**TRECHO**.
"""

Infelizmente, pouco posso palpitar. Nunca fui vítima dessa pasta que leva muitos à loucura. Aliás, aprecio mais o chocolate branco, que, segundo os especialistas, nem pode ser comparado com o outro.

O amargo, com alta porcentagem de cacau, está comprovado, faz muito bem à saúde. São os tais dos flavonoides, presentes também no vinho. Tentei durante um período consumi-lo diariamente. Desisti assim que a barra chegou ao fim.

Na comida tem gente que usa. E me refiro à comida salgada.

Um amigo jura que o feijão dele é imbatível por causa de um tantinho que ele coloca de chocolate. Vai comprar essa? Feijão com chocolate? Nunca provei e, tendo sido esse velho camarada um entusiasmado usuário de cannabis, nunca mereceu de minha parte crédito. Mas o fato é que o mole, um prato mexicano clássico, pede em sua receita um pouco de chocolate. Não posso dizer que seja um frango com chocolate, porque a quantidade recomendada em todas as receitas que vi é sempre pequena.

"""

**MATERIAL APRESENTADO**.

"""

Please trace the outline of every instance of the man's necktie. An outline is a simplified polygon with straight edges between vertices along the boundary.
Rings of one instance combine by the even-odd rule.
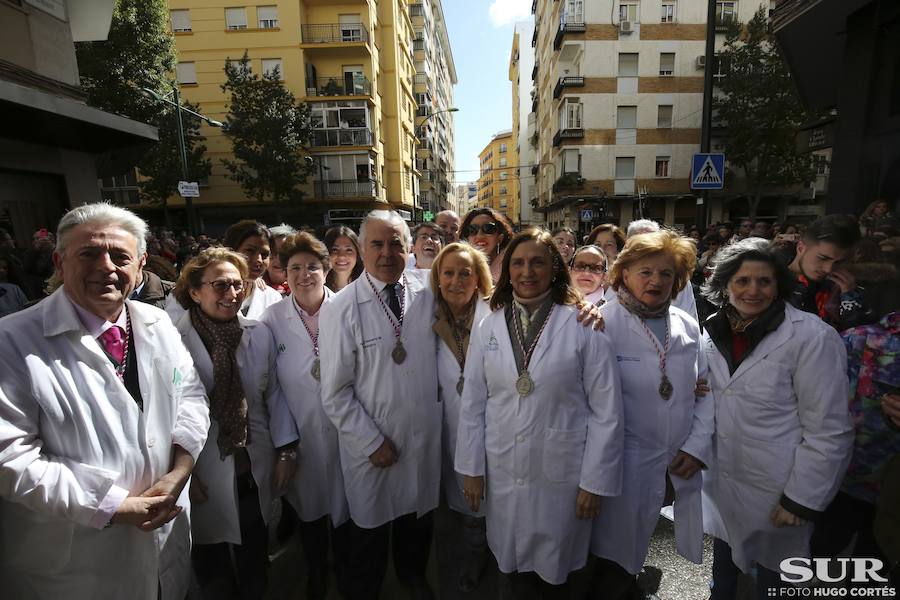
[[[397,297],[396,283],[389,283],[384,286],[384,291],[388,294],[388,307],[397,320],[400,320],[400,299]]]
[[[125,359],[125,337],[122,335],[122,329],[114,325],[104,331],[99,340],[106,353],[116,361],[116,365],[121,365]]]

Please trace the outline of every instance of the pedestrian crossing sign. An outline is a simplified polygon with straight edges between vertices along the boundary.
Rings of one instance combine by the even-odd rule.
[[[721,190],[725,187],[725,155],[695,154],[691,166],[692,190]]]

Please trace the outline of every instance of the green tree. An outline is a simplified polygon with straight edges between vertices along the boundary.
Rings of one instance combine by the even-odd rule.
[[[230,94],[225,135],[235,160],[223,160],[229,177],[260,202],[299,201],[297,188],[312,172],[309,106],[298,103],[277,70],[256,75],[247,52],[225,63],[222,91]]]
[[[141,195],[162,203],[176,193],[182,177],[174,108],[141,92],[160,95],[172,91],[175,41],[168,28],[166,0],[116,0],[109,36],[99,42],[75,45],[81,87],[88,104],[159,128],[159,143],[138,162]],[[196,109],[196,107],[193,107]],[[200,125],[184,116],[188,173],[192,181],[209,176]]]
[[[728,162],[744,172],[755,218],[764,193],[814,177],[812,157],[797,150],[797,130],[807,116],[764,8],[743,26],[729,24],[717,60],[724,76],[713,114],[726,130]]]

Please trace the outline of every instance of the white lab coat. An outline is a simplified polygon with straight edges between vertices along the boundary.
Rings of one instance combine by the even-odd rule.
[[[268,521],[273,499],[272,471],[275,466],[275,449],[269,436],[269,417],[263,391],[266,387],[267,370],[254,360],[257,354],[265,352],[267,343],[265,332],[257,321],[238,315],[244,330],[236,352],[241,384],[247,398],[250,418],[250,471],[259,488],[259,508],[263,519]],[[208,391],[213,389],[213,364],[206,346],[191,323],[190,311],[184,311],[175,324],[181,339],[197,365],[200,380]],[[262,334],[262,335],[261,335]],[[238,518],[238,491],[234,475],[234,456],[225,460],[219,457],[217,443],[219,425],[213,419],[209,427],[209,439],[197,459],[194,476],[206,486],[208,499],[195,504],[191,511],[191,536],[195,544],[241,543],[241,527]]]
[[[438,505],[441,405],[437,391],[434,297],[423,271],[406,271],[406,360],[396,364],[394,328],[365,275],[322,308],[322,405],[338,430],[341,469],[353,522],[374,528],[422,516]],[[377,284],[376,284],[377,285]],[[398,461],[369,461],[389,437]]]
[[[708,333],[703,343],[716,399],[705,526],[745,573],[754,561],[777,571],[784,558],[809,556],[812,525],[776,529],[772,509],[784,494],[824,510],[850,461],[846,351],[834,329],[790,305],[734,375]]]
[[[333,297],[334,292],[325,288],[322,306]],[[255,358],[264,360],[270,369],[266,404],[273,445],[280,448],[300,441],[297,471],[285,496],[300,520],[330,515],[337,527],[349,518],[337,429],[322,408],[321,387],[312,376],[312,340],[292,306],[294,302],[294,297],[288,296],[263,314],[261,323],[270,343],[267,354],[259,352]]]
[[[479,298],[475,301],[475,318],[472,321],[472,329],[491,314],[490,305]],[[437,334],[435,334],[437,336]],[[469,347],[472,346],[472,335],[469,335]],[[441,405],[444,407],[444,428],[441,436],[443,442],[443,457],[441,460],[441,482],[444,488],[444,496],[447,504],[456,512],[471,516],[484,516],[484,510],[479,509],[473,513],[463,496],[462,475],[456,472],[453,466],[453,458],[456,454],[456,430],[459,427],[459,409],[462,398],[456,393],[456,384],[459,382],[459,363],[455,353],[447,347],[447,343],[438,336],[438,389],[441,394]],[[468,353],[468,349],[466,350]],[[463,386],[465,390],[465,386]]]
[[[485,476],[488,545],[504,573],[561,584],[585,565],[591,521],[575,516],[579,487],[622,490],[623,415],[609,338],[556,306],[531,359],[534,391],[518,373],[503,310],[473,332],[456,442],[456,470]],[[600,501],[600,510],[607,498]]]
[[[181,600],[190,578],[185,510],[145,533],[98,529],[111,486],[138,495],[195,459],[203,386],[165,314],[126,301],[144,410],[116,376],[63,288],[0,321],[0,581],[6,598]],[[114,507],[109,507],[112,510]]]
[[[612,302],[617,298],[616,290],[612,289],[612,286],[606,288],[606,293],[603,295],[604,300]],[[695,321],[699,321],[697,317],[697,299],[694,298],[694,286],[691,285],[690,280],[685,283],[684,289],[672,299],[672,306],[680,308],[692,316]]]
[[[603,501],[594,522],[591,552],[615,561],[632,574],[647,558],[650,536],[659,521],[669,463],[679,450],[708,465],[712,460],[713,397],[694,396],[697,378],[706,378],[700,327],[683,310],[669,307],[666,374],[674,391],[659,395],[659,354],[640,320],[618,299],[603,305],[606,333],[616,351],[625,405],[625,479],[622,495]],[[662,342],[658,342],[660,348]],[[695,563],[703,559],[701,474],[688,480],[671,476],[675,488],[675,540],[678,552]]]

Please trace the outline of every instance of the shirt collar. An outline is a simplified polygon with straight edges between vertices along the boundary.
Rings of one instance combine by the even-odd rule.
[[[63,293],[63,296],[65,296],[66,300],[68,300],[72,307],[75,309],[75,314],[78,315],[78,320],[81,321],[81,324],[84,326],[84,328],[92,338],[96,339],[100,337],[104,332],[106,332],[107,329],[113,326],[121,327],[122,331],[125,331],[126,325],[128,323],[128,317],[125,314],[124,305],[122,307],[123,310],[119,312],[119,318],[116,319],[116,322],[110,323],[103,317],[98,317],[91,311],[79,306],[76,302],[69,298],[68,294]]]

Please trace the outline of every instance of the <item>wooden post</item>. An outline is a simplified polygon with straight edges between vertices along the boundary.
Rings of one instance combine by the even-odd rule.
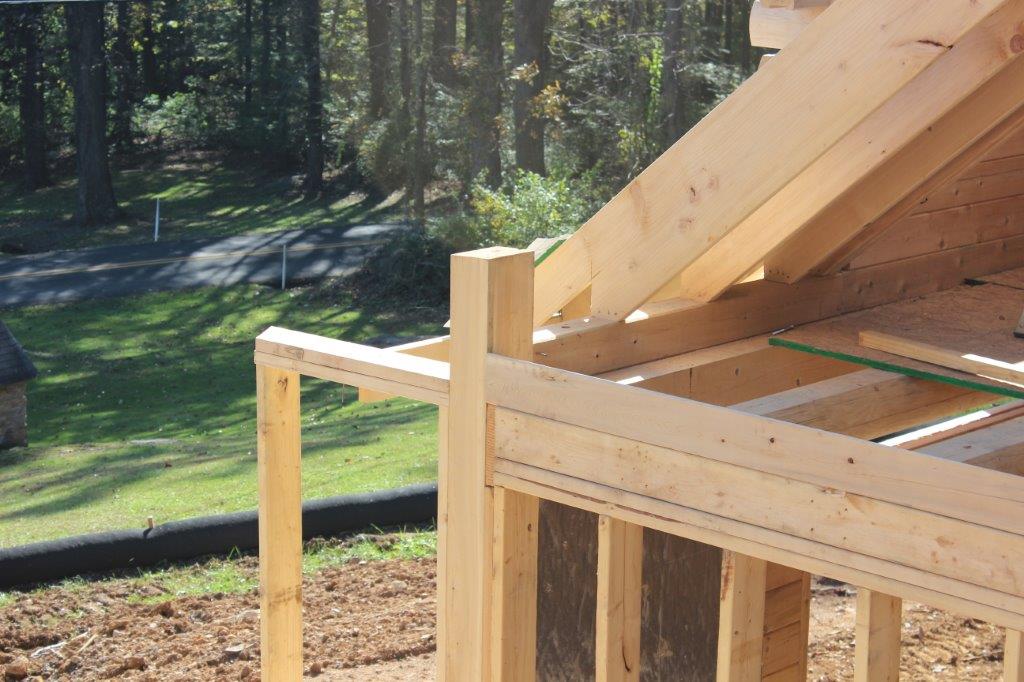
[[[643,527],[597,519],[597,682],[640,680]]]
[[[765,579],[763,680],[806,680],[811,576],[769,563]]]
[[[903,601],[857,588],[854,682],[895,682],[899,679],[899,640]]]
[[[538,501],[506,491],[496,512],[484,400],[488,352],[532,358],[532,278],[529,251],[493,248],[452,257],[452,379],[437,534],[444,630],[438,679],[446,682],[528,682],[534,675]]]
[[[256,366],[260,658],[263,682],[302,679],[299,375]]]
[[[1024,682],[1024,637],[1019,630],[1007,631],[1002,653],[1002,682]]]
[[[719,682],[761,682],[767,569],[762,559],[722,553]]]

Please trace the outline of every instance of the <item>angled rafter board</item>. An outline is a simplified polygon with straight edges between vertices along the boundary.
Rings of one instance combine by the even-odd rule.
[[[629,315],[1007,4],[830,6],[542,263],[535,322],[588,284],[595,314]]]
[[[830,6],[538,268],[535,321],[588,284],[596,314],[629,315],[914,77],[953,56],[946,46],[1008,4]],[[842,77],[822,79],[830,70]],[[743,262],[733,281],[754,264]]]
[[[1024,361],[1024,341],[1013,336],[1013,329],[1022,309],[1024,291],[999,285],[965,285],[797,327],[770,342],[972,390],[1024,397],[1024,388],[1013,384],[865,348],[858,340],[861,331],[876,331],[1017,364]]]
[[[1024,85],[1024,60],[1006,46],[1022,18],[1024,2],[1013,2],[965,36],[685,268],[682,296],[714,298],[740,270],[783,248],[787,240],[802,244],[801,232],[834,244],[950,158],[972,146],[984,152],[987,147],[979,139],[987,138],[986,133],[1021,103],[1017,92]],[[769,259],[766,271],[773,278],[781,272],[783,281],[793,282],[817,257],[814,250],[786,251]]]
[[[985,50],[978,50],[983,58]],[[805,219],[788,240],[775,248],[766,263],[768,275],[794,282],[822,261],[840,258],[835,254],[842,253],[861,231],[870,228],[874,233],[882,229],[876,223],[892,224],[920,208],[929,194],[973,166],[1020,125],[1020,116],[1012,115],[1021,104],[1017,92],[1024,82],[1024,65],[1020,62],[1013,59],[988,82],[977,83],[974,94],[923,128],[924,132],[903,148],[886,150],[876,173],[843,187],[838,198]],[[924,81],[928,75],[919,80]],[[901,95],[909,93],[907,88]],[[887,106],[899,112],[898,103],[903,108],[916,104],[897,99],[890,100]],[[881,110],[877,113],[880,115]]]

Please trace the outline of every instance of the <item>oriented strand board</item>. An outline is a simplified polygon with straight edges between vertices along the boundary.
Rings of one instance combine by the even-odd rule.
[[[1005,363],[1024,364],[1024,340],[1013,335],[1022,309],[1024,290],[965,285],[797,327],[772,337],[770,343],[923,379],[1024,397],[1024,389],[1019,387],[864,348],[858,342],[860,331],[871,330]]]

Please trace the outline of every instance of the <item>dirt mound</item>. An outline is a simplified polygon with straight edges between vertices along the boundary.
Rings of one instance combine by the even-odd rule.
[[[307,677],[433,679],[434,571],[432,560],[353,561],[308,578]],[[815,585],[809,680],[852,678],[855,602],[851,588]],[[28,679],[255,681],[257,609],[254,593],[172,599],[127,581],[48,589],[0,608],[0,667]],[[905,604],[904,677],[1000,679],[1002,639],[999,628]]]
[[[350,562],[313,578],[303,585],[308,672],[434,649],[433,561]],[[27,658],[30,679],[259,679],[255,594],[166,596],[124,582],[26,595],[0,610],[0,666]]]

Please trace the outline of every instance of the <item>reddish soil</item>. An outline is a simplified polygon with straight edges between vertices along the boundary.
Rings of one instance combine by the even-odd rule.
[[[422,681],[434,670],[433,561],[351,562],[304,586],[308,677]],[[45,680],[257,680],[257,598],[184,597],[123,581],[25,595],[0,609],[0,667]],[[855,596],[817,584],[813,682],[852,677]],[[903,673],[911,680],[997,680],[1002,631],[915,604],[903,610]]]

"""

**TAREFAS E EXERCÍCIOS**.
[A] Segundo o trecho, qual prato mexicano clássico leva um pouco de chocolate na receita?
[B] Reproduza a parte do trecho que começa com as palavras "Um amigo jura" e termina com "é sempre pequena.".

**SOLUÇÕES DAS TAREFAS**.
[A] O mole.

[B]
Um amigo jura que o feijão dele é imbatível por causa de um tantinho que ele coloca de chocolate. Vai comprar essa? Feijão com chocolate? Nunca provei e, tendo sido esse velho camarada um entusiasmado usuário de cannabis, nunca mereceu de minha parte crédito. Mas o fato é que o mole, um prato mexicano clássico, pede em sua receita um pouco de chocolate. Não posso dizer que seja um frango com chocolate, porque a quantidade recomendada em todas as receitas que vi é sempre pequena.